▶ Brief a:
In the listing that follows the Nike pricing passage, report every line that contains the string "field". Case counts.

▶ Extract:
┌────────

Price elasticity of demand is a model used in economics to determine the elasticity or the response to the demand of the product about the changes in prices. According to the rule of supply and demand, when the demand is high, the prices are higher, and when the supply is higher, the prices are lower. In the case of Nike Company, the company enjoys the monopoly in the market, as minor changes are experienced as a response to the changes in supply and demand ( Macchion et al., 2017 ). The demand for Nike athletic sports shoes is price inelastic as minor change are experienced in quantity demanded when the prices are increased or reduced in the market.
Quality of the product is the major factor that determines the customer responsiveness to the price changes of athletic sports shoes in the market. The demand for the products remains high despite the increase in the price of the products.
Since the demand for the product is price inelastic, the company has the liberty to increase the prices as per the quality of the products supplied in the market. When the quality of the product is improved, the company will increase the prices without affecting the demand for the product ( Bandi, Moreno, & Xu, 2017 ). The revenue received by Nike Company from the product increases steadily, as the quality of the products remains higher while the price increases.
References
Bandi, C., Moreno, A., & Xu, Z. (2017). The Hidden Costs of Dynamic Pricing: Empirical Evidence from Online Retailing in Emerging Markets.
Macchion, L., Danese, P., Fornasiero, R., & Vinelli, A. (2017). Personalisation management in supply networks: an empirical study within the footwear industry. International Journal of Manufacturing Technology and Management , 31 (4), 362-386.

└────────

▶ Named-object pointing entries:
┌────────

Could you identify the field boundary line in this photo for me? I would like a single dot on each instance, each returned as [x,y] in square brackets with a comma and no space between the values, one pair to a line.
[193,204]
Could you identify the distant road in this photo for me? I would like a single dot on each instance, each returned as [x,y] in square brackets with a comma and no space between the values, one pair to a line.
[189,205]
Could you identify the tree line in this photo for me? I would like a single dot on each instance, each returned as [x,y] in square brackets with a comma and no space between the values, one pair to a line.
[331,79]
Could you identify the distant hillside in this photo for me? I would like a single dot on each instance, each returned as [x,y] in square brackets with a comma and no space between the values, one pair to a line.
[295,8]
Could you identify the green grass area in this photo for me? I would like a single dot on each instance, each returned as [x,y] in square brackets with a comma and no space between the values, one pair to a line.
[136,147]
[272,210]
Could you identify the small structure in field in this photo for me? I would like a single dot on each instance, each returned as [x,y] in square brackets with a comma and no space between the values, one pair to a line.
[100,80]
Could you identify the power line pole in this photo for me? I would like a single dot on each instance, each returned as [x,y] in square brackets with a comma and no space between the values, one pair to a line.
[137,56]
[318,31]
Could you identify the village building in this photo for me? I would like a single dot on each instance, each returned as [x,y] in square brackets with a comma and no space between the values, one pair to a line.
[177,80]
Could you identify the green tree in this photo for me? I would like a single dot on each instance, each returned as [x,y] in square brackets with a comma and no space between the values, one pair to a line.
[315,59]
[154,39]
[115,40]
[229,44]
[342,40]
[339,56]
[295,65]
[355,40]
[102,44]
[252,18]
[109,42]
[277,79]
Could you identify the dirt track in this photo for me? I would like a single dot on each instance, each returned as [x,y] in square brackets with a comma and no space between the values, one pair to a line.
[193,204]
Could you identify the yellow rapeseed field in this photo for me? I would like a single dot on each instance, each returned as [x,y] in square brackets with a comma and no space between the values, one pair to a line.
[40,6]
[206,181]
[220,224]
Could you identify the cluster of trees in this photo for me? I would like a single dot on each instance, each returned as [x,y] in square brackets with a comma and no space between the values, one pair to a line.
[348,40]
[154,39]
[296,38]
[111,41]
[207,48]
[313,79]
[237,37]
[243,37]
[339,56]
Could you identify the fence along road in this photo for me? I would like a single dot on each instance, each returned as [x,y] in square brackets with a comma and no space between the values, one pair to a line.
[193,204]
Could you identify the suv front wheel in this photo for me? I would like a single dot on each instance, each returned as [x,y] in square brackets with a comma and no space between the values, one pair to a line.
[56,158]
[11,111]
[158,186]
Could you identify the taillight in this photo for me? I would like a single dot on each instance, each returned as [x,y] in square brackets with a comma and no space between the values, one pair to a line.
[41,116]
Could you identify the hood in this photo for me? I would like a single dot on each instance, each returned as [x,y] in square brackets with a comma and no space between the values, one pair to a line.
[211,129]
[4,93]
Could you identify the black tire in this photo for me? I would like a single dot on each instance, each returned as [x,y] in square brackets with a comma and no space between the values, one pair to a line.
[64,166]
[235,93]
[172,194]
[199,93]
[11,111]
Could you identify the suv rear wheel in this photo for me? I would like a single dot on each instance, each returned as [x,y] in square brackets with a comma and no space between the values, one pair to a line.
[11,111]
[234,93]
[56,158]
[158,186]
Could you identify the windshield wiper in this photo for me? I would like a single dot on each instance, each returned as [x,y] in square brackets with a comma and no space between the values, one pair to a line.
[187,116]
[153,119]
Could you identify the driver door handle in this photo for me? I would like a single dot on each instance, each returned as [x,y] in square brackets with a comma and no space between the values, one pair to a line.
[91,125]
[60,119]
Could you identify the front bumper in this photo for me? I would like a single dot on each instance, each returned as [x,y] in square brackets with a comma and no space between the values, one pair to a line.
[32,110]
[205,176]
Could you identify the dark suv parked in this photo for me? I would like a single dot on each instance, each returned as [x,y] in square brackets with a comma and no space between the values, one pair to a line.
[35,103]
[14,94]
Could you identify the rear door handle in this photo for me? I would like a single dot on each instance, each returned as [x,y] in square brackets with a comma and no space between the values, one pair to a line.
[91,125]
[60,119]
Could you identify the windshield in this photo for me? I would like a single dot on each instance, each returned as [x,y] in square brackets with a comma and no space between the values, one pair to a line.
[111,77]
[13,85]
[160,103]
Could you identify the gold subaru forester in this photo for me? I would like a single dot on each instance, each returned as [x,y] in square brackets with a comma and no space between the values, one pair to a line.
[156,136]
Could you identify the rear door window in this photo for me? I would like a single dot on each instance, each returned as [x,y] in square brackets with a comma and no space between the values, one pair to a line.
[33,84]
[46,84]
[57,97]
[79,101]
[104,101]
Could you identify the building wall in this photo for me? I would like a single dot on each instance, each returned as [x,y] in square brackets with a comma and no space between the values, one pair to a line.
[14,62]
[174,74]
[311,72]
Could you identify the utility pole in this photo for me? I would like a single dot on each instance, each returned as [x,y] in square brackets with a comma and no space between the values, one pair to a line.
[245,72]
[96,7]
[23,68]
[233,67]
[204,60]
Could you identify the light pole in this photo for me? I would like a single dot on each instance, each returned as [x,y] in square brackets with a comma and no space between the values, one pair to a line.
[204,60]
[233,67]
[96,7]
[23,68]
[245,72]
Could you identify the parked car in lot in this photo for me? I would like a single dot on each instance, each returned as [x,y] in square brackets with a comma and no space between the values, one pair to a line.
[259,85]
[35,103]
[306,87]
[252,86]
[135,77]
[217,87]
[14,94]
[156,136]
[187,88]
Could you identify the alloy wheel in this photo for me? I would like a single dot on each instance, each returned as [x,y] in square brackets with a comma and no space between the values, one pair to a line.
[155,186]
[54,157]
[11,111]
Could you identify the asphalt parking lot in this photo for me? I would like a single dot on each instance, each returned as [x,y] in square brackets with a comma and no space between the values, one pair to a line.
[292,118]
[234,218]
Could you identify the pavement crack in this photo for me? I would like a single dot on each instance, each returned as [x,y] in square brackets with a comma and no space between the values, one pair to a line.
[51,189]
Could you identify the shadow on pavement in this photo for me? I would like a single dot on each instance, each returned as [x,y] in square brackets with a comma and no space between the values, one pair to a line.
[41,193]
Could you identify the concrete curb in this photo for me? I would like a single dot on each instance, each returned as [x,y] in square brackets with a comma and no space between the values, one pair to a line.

└────────

▶ Brief b:
Reproduce the Nike pricing passage above, beginning at the words "Price elasticity of" and stopping after "reduced in the market.".

▶ Problem solution a:
Could you identify the field boundary line in this photo for me? I would like a single dot on each instance, each returned as [x,y] in square brackets with a comma and no space between the values, one pair to a line.
Could you identify the small structure in field in this photo for me? I would like a single dot on each instance, each returned as [x,y] in square brackets with a comma and no space between the values, one pair to a line.
Could you identify the yellow rapeseed field in this photo for me? I would like a single dot on each instance, each returned as [x,y] in square brackets with a comma and no space between the values, one pair to a line.

▶ Problem solution b:
Price elasticity of demand is a model used in economics to determine the elasticity or the response to the demand of the product about the changes in prices. According to the rule of supply and demand, when the demand is high, the prices are higher, and when the supply is higher, the prices are lower. In the case of Nike Company, the company enjoys the monopoly in the market, as minor changes are experienced as a response to the changes in supply and demand ( Macchion et al., 2017 ). The demand for Nike athletic sports shoes is price inelastic as minor change are experienced in quantity demanded when the prices are increased or reduced in the market.